**Task to carry out**: The expected answer is a copy of every line in the listing that has the word "silhouette".

**Source data**:
^^^^
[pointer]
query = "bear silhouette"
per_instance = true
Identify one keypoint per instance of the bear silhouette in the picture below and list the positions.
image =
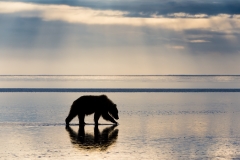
(99, 105)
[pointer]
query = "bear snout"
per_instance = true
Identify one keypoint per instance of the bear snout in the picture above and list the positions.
(116, 117)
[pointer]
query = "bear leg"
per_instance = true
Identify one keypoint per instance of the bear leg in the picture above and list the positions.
(70, 117)
(81, 119)
(96, 117)
(107, 117)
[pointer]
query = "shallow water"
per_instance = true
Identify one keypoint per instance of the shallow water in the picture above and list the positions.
(151, 126)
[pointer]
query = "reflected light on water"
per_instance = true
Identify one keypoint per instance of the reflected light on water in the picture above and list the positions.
(100, 141)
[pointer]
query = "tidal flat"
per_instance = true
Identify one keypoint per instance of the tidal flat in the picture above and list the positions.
(151, 126)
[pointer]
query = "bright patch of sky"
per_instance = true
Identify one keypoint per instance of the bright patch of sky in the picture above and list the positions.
(120, 37)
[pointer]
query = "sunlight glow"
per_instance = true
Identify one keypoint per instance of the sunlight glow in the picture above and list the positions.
(70, 14)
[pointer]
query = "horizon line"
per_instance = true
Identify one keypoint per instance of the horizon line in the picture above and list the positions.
(120, 75)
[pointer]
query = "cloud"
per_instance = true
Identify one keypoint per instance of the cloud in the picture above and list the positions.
(143, 8)
(70, 14)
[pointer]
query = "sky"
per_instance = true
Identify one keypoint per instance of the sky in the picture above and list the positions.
(119, 37)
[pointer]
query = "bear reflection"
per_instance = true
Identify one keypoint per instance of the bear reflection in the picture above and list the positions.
(99, 141)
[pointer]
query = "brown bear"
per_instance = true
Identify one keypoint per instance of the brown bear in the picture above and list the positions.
(86, 105)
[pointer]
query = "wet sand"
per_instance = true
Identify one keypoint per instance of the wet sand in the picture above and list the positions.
(151, 126)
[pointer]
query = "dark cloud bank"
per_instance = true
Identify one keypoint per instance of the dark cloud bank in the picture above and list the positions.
(142, 8)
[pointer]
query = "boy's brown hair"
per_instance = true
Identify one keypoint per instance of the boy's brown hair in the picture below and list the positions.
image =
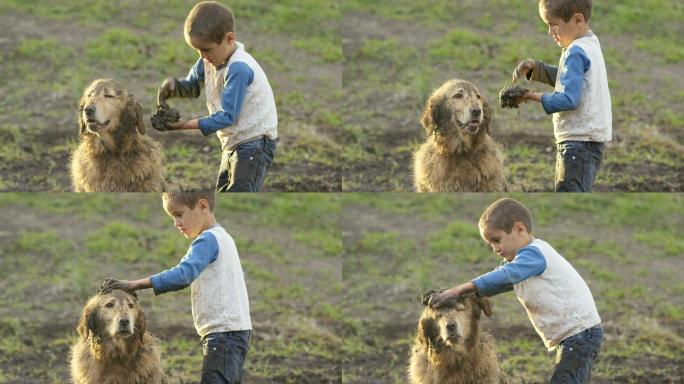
(565, 9)
(191, 197)
(503, 214)
(209, 21)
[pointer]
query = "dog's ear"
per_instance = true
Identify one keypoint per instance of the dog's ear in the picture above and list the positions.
(132, 116)
(436, 115)
(141, 325)
(487, 111)
(483, 304)
(89, 323)
(81, 123)
(428, 333)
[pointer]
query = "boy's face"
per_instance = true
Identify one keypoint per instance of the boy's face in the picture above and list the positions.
(563, 33)
(214, 54)
(190, 222)
(505, 244)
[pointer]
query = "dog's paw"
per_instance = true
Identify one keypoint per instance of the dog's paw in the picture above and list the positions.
(511, 96)
(164, 115)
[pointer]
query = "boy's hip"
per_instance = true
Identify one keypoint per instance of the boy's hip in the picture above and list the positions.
(580, 148)
(232, 138)
(240, 337)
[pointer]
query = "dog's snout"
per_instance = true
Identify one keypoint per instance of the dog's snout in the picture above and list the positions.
(89, 109)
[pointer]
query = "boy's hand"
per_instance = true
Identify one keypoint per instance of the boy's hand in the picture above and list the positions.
(524, 69)
(183, 125)
(111, 284)
(166, 89)
(439, 299)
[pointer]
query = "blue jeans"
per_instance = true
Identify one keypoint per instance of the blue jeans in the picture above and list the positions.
(244, 168)
(577, 163)
(224, 354)
(575, 356)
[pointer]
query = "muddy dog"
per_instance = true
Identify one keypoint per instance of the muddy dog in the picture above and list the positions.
(114, 346)
(450, 348)
(459, 155)
(114, 155)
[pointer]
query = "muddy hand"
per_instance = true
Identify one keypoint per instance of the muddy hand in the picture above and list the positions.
(524, 69)
(425, 296)
(111, 284)
(439, 299)
(166, 89)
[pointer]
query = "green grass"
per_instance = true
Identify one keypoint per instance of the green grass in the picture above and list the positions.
(419, 46)
(142, 43)
(408, 244)
(62, 246)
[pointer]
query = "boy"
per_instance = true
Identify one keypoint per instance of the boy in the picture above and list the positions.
(582, 119)
(220, 307)
(556, 298)
(239, 98)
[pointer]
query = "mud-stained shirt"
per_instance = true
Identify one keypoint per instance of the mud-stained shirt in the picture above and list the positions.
(239, 99)
(580, 103)
(556, 298)
(218, 292)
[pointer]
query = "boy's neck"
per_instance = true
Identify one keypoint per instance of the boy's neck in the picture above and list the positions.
(230, 54)
(210, 222)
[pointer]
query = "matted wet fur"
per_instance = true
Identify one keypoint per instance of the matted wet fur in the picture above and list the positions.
(114, 346)
(459, 155)
(114, 155)
(450, 347)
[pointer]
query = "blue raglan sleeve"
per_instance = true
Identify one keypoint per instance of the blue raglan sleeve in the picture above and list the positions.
(203, 251)
(238, 77)
(576, 64)
(527, 263)
(191, 84)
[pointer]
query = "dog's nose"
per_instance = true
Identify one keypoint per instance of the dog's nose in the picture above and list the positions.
(89, 109)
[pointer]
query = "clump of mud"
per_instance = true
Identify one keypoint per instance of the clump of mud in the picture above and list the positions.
(164, 116)
(511, 96)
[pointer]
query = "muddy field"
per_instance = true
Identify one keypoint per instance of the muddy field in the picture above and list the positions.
(624, 245)
(60, 247)
(397, 52)
(51, 51)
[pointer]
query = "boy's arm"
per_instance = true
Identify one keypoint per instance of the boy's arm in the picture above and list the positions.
(543, 73)
(189, 87)
(202, 252)
(239, 76)
(527, 263)
(576, 64)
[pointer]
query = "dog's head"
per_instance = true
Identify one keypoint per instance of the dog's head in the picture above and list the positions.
(113, 315)
(453, 324)
(456, 111)
(109, 114)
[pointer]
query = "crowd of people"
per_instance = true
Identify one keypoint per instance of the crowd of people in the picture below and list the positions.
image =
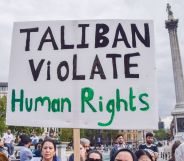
(46, 149)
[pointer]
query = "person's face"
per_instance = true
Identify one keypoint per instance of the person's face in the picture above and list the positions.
(144, 158)
(120, 140)
(149, 139)
(124, 156)
(94, 157)
(48, 150)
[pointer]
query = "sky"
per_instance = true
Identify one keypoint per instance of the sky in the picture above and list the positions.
(39, 10)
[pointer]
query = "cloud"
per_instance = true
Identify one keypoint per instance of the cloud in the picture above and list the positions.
(34, 10)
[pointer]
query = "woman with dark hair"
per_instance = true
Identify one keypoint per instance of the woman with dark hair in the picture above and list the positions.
(124, 155)
(48, 150)
(143, 155)
(94, 155)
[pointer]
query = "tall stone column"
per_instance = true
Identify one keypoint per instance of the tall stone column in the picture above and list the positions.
(178, 113)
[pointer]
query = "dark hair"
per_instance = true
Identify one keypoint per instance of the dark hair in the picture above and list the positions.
(141, 152)
(149, 134)
(119, 136)
(124, 150)
(25, 139)
(49, 140)
(94, 151)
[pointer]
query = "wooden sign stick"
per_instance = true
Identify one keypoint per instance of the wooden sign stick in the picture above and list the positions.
(76, 138)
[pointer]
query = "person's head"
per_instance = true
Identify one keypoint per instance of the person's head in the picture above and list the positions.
(124, 155)
(174, 146)
(26, 140)
(3, 157)
(143, 155)
(149, 138)
(8, 131)
(120, 139)
(152, 153)
(179, 153)
(94, 155)
(85, 143)
(48, 149)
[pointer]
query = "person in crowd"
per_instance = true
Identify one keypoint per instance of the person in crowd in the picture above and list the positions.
(149, 145)
(37, 151)
(179, 152)
(2, 148)
(48, 150)
(86, 144)
(9, 141)
(34, 139)
(173, 149)
(25, 152)
(84, 149)
(120, 144)
(94, 155)
(143, 155)
(124, 155)
(3, 157)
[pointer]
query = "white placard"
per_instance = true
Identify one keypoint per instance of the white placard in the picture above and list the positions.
(97, 74)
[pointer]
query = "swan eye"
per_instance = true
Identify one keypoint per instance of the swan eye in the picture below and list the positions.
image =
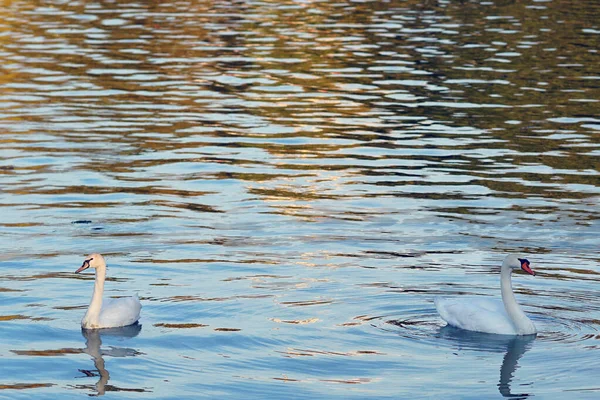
(524, 261)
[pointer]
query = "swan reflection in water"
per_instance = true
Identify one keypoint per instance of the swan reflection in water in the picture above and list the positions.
(93, 343)
(513, 346)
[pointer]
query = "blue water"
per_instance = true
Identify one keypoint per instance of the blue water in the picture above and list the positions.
(287, 186)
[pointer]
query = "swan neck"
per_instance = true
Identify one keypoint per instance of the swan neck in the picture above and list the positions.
(521, 323)
(91, 317)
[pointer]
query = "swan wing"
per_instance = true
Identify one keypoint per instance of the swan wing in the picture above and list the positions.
(120, 312)
(480, 315)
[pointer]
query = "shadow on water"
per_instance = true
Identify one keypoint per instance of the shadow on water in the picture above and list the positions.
(93, 347)
(514, 348)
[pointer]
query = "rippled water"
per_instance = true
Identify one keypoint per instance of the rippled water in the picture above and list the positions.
(288, 185)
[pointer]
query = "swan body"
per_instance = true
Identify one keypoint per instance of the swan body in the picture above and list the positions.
(109, 313)
(491, 316)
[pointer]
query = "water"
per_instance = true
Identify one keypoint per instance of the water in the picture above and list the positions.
(287, 186)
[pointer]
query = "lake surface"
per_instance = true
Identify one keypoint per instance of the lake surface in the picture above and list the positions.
(288, 185)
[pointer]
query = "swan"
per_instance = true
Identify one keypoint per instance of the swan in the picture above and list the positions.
(110, 313)
(484, 315)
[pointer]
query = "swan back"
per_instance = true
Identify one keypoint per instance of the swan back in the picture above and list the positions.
(109, 313)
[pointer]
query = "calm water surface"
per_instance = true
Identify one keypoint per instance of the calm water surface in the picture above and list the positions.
(287, 185)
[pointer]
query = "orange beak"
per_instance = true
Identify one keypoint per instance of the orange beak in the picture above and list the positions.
(86, 265)
(525, 267)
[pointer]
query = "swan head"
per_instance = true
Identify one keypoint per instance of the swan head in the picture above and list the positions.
(513, 262)
(94, 260)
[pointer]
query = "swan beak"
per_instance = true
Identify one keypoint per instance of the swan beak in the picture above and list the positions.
(525, 267)
(86, 265)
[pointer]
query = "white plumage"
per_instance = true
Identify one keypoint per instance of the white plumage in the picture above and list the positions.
(109, 313)
(491, 316)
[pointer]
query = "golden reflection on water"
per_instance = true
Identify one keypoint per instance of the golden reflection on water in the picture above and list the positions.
(269, 172)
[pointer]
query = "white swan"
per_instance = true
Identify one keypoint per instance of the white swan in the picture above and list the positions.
(491, 316)
(110, 313)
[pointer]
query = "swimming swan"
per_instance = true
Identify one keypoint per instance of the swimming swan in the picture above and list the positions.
(110, 313)
(491, 316)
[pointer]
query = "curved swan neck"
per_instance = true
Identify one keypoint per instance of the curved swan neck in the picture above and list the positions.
(91, 317)
(520, 321)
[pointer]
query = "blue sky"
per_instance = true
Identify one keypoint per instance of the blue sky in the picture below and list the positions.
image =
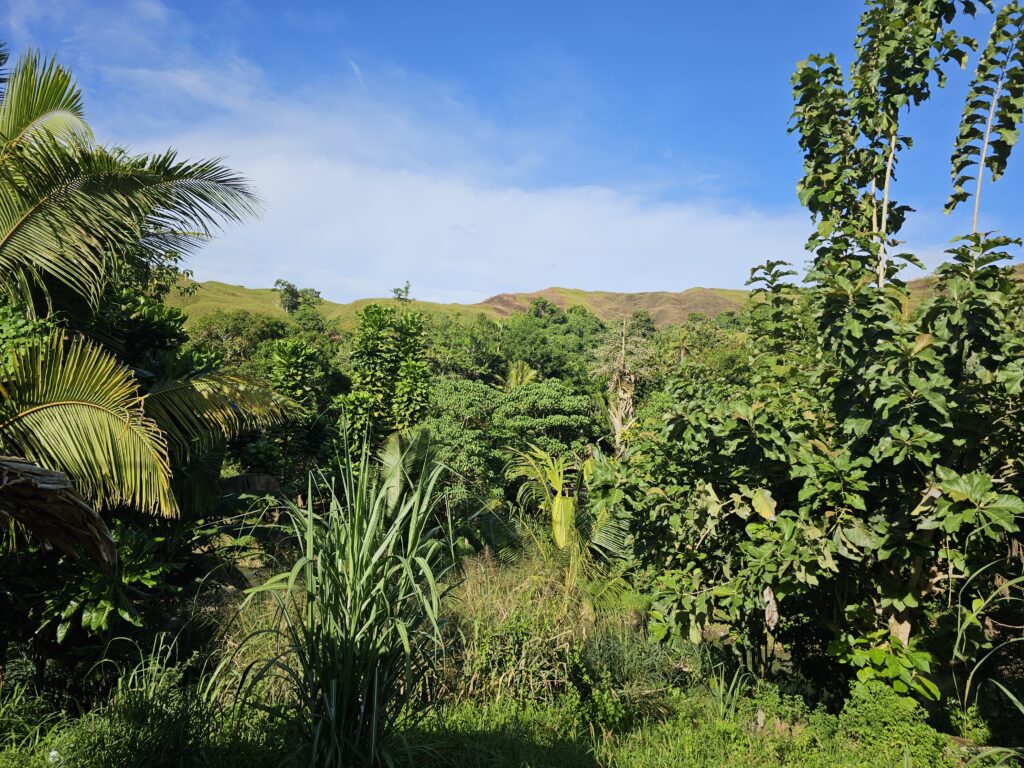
(475, 147)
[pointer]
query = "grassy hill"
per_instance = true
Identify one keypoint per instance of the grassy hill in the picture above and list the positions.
(665, 306)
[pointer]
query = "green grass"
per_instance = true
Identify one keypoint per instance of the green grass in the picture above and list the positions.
(665, 307)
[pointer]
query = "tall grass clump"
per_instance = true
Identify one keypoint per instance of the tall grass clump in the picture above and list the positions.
(359, 609)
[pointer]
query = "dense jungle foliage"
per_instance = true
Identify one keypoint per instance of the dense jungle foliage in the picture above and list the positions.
(785, 536)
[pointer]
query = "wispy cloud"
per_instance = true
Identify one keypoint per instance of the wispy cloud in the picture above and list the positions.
(385, 175)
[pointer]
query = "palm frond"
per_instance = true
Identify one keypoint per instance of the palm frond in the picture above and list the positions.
(46, 504)
(71, 407)
(66, 210)
(41, 97)
(199, 411)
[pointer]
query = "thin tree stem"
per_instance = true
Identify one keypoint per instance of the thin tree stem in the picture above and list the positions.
(984, 152)
(881, 269)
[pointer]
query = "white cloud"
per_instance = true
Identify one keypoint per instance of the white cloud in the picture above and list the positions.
(384, 175)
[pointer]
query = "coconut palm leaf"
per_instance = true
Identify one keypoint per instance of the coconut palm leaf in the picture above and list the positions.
(66, 210)
(199, 411)
(41, 97)
(46, 504)
(71, 407)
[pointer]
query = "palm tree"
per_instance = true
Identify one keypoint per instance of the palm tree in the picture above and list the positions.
(70, 210)
(583, 534)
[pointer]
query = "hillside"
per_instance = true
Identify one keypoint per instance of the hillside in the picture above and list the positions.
(665, 306)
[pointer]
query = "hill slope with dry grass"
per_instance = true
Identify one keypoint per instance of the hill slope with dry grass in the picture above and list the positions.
(665, 306)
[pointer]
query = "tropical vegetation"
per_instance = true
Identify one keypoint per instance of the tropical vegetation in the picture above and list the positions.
(788, 534)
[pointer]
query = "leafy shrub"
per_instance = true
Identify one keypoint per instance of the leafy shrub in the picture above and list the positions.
(518, 634)
(877, 717)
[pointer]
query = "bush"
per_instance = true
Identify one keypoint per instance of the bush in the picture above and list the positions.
(519, 634)
(878, 718)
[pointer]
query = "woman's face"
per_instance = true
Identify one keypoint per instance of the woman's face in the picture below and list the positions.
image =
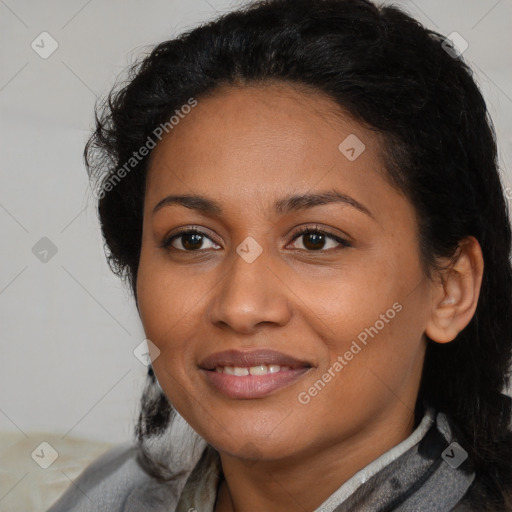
^^^^
**Task answer**:
query = "bear silhouette"
Identify one keypoint per instance of the bear silhouette in the picture below and list the positions.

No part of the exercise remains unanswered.